Write out every one of the records below line for line, leaving the pictures out.

┌──

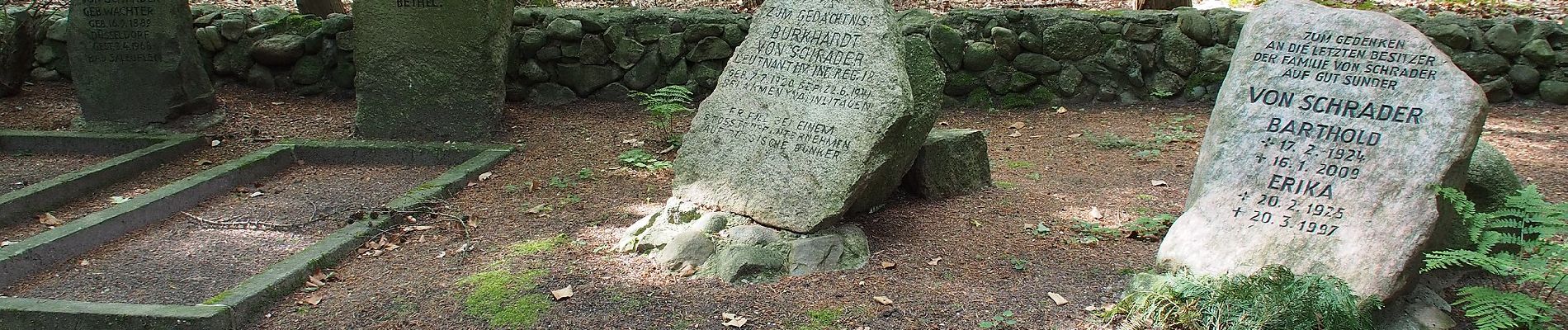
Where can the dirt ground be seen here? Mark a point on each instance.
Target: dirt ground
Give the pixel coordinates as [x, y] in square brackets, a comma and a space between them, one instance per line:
[956, 262]
[221, 241]
[22, 169]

└──

*WRITTEN SOLUTION*
Where can the dirt ground be seen here? Mark a point on each instance.
Target: dirt ground
Give the pixel coordinates as [x, y] in square brackets, a comma and a space between them, one instance per line:
[956, 262]
[221, 241]
[22, 169]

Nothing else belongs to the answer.